* Sorun *
Aşağıdaki veride "with" sözcüğünü içeren satırları süzüp hiçbirini değiştirmeden kopyalar mısın?
---
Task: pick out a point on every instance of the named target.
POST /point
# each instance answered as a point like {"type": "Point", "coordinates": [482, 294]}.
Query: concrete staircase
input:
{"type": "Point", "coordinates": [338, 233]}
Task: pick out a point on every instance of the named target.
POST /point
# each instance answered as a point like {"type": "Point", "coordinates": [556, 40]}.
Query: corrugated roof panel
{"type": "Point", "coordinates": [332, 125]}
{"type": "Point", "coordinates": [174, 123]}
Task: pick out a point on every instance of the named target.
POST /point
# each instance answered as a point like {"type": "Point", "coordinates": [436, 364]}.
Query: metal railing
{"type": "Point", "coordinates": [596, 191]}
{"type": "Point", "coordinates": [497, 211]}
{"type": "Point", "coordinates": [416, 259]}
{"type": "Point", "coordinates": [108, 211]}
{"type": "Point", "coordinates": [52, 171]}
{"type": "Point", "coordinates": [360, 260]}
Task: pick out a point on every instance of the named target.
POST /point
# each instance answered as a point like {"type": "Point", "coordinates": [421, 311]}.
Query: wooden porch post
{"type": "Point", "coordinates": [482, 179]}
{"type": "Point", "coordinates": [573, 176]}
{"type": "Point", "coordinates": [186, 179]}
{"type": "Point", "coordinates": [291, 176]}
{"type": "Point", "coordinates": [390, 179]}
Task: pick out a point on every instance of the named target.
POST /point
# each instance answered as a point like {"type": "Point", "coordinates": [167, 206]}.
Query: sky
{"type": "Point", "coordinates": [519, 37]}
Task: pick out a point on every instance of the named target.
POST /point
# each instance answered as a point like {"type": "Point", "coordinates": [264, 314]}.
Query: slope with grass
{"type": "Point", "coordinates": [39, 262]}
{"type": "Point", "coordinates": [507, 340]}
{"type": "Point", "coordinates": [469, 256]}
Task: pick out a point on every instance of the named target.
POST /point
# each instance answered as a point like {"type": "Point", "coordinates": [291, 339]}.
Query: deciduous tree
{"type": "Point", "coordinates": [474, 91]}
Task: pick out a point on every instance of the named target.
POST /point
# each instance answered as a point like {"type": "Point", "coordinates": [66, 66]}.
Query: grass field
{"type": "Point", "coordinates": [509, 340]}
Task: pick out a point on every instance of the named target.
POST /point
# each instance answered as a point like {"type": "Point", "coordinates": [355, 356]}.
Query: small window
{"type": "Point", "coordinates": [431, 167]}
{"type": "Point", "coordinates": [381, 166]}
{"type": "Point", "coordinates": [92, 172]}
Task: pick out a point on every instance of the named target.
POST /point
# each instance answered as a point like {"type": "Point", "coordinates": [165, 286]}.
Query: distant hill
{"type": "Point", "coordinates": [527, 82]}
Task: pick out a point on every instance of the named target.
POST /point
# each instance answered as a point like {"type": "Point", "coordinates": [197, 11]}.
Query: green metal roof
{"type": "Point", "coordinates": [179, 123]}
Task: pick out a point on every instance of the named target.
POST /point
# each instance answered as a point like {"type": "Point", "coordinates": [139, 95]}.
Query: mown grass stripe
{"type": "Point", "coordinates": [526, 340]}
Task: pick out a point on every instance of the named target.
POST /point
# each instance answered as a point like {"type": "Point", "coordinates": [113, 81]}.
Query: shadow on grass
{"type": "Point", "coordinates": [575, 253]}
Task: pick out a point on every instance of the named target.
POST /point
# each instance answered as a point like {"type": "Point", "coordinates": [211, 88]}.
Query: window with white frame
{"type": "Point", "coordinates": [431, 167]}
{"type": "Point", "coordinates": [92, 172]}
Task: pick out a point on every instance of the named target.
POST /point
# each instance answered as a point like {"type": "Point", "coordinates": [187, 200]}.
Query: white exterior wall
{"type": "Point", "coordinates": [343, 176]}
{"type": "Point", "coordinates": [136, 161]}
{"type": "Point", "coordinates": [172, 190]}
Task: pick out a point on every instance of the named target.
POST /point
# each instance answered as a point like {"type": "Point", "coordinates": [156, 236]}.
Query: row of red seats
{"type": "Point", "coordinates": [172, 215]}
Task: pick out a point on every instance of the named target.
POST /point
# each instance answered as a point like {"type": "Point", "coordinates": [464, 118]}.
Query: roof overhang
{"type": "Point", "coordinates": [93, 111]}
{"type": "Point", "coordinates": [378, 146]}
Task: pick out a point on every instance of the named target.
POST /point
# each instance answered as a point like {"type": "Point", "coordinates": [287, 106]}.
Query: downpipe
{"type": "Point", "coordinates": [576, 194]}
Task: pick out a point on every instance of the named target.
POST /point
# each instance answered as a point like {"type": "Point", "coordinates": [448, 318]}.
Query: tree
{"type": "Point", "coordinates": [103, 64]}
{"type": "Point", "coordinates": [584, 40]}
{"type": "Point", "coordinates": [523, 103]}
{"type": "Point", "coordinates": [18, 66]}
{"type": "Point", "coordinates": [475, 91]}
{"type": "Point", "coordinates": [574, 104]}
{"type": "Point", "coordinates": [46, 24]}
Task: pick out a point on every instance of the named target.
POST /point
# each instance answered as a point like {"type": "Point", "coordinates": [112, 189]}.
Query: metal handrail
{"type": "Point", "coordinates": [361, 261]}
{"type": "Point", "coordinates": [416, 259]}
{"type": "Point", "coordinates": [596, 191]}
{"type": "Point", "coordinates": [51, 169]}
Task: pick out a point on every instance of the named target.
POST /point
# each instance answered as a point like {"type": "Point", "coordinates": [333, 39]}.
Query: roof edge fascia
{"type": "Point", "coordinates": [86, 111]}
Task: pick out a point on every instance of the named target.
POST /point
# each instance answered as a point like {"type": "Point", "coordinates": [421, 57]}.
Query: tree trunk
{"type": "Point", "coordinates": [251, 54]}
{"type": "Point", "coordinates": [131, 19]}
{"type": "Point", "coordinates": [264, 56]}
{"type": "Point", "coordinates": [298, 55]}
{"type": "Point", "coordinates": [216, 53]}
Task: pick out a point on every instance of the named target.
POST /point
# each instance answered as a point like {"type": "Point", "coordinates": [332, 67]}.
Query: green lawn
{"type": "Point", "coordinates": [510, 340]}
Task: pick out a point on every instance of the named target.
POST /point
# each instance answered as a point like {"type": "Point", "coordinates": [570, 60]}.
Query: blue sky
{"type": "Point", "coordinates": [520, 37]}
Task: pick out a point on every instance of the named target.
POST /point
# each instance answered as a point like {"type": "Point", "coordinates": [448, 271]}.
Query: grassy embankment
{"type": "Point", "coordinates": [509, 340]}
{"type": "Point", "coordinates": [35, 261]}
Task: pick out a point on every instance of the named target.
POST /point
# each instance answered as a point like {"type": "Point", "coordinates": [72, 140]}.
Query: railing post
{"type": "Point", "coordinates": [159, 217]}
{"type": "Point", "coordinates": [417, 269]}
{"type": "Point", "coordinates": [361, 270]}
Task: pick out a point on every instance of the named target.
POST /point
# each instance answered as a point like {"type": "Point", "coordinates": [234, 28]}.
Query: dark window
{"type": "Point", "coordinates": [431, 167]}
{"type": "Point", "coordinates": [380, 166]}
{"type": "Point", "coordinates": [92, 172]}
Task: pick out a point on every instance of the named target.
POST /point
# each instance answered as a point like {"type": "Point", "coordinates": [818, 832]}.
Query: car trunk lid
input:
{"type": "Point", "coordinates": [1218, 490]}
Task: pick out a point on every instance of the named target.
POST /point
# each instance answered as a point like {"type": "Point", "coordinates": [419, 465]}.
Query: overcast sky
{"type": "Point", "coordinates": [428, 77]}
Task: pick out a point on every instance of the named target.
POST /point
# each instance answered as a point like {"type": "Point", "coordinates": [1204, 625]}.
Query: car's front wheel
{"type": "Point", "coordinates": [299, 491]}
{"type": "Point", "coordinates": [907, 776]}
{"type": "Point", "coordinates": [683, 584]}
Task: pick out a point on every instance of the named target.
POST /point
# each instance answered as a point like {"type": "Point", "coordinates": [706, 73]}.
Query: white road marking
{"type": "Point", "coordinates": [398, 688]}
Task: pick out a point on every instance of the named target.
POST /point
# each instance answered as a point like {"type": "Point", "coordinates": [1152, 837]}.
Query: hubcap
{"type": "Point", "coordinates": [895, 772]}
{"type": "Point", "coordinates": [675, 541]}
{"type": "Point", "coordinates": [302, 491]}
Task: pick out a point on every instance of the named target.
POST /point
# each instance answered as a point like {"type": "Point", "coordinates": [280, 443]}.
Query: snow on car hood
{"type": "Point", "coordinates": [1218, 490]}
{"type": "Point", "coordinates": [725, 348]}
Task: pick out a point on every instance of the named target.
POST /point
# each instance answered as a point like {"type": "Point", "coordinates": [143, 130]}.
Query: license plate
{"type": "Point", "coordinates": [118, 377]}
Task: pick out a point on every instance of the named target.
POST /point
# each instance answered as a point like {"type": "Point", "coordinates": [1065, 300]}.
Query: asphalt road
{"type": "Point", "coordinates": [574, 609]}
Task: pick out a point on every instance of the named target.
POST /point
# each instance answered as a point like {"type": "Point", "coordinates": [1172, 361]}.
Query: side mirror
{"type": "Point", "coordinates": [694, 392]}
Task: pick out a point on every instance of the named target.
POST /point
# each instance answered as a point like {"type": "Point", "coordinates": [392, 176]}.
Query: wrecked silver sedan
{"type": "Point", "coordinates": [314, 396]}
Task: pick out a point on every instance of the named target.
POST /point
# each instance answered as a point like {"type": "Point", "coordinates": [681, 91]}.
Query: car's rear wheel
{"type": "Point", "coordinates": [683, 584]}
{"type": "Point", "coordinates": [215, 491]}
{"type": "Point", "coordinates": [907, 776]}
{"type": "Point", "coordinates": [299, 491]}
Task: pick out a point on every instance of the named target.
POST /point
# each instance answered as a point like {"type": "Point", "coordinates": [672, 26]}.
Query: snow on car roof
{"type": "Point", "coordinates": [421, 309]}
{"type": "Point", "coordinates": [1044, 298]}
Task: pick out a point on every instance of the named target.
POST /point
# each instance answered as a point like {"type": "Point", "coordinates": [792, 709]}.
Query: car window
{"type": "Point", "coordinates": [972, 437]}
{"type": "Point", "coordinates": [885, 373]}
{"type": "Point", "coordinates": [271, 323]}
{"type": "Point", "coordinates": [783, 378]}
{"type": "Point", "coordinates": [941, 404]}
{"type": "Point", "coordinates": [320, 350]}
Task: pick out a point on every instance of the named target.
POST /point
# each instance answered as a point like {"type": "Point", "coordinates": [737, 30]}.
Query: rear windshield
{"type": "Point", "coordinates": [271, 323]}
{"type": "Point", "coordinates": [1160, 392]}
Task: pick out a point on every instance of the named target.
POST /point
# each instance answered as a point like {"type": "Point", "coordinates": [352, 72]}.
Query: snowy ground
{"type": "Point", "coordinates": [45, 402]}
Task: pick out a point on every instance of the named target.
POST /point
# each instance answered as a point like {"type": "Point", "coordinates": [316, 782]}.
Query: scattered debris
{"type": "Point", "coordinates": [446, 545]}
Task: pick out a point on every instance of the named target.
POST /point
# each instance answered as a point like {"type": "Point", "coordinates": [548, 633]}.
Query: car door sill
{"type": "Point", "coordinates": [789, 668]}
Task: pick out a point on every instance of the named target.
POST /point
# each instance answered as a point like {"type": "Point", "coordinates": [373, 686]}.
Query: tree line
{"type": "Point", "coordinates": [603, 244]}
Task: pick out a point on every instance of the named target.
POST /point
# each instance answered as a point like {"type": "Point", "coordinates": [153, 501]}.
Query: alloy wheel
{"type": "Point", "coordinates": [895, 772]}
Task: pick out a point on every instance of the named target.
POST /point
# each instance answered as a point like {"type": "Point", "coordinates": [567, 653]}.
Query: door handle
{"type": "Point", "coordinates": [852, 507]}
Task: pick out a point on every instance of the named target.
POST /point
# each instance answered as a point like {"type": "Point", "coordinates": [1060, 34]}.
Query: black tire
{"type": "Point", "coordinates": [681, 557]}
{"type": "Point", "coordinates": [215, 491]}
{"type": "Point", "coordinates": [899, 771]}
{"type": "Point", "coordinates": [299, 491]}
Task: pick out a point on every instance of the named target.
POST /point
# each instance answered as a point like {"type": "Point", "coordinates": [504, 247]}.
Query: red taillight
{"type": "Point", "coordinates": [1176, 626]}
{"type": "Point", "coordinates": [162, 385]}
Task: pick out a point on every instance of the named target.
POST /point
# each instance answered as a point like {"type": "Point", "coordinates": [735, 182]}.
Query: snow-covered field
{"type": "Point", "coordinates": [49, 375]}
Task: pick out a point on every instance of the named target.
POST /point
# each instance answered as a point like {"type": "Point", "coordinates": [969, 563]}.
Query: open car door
---
* Tam çıktı *
Query: slope with grass
Query: window with white frame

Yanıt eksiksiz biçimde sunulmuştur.